§ **About this exercise**: From the first line to the last, restate the data word for word.

[Start of Attachment]

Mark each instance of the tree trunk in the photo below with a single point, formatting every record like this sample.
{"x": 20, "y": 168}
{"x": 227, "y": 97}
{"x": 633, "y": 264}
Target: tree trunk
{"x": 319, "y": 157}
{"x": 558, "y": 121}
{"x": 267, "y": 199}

[End of Attachment]

§ **Output**:
Mark each instance of the tree trunk in the photo below with a single point, formatting every record like this sample.
{"x": 20, "y": 168}
{"x": 227, "y": 97}
{"x": 633, "y": 264}
Target: tree trunk
{"x": 319, "y": 157}
{"x": 558, "y": 121}
{"x": 267, "y": 199}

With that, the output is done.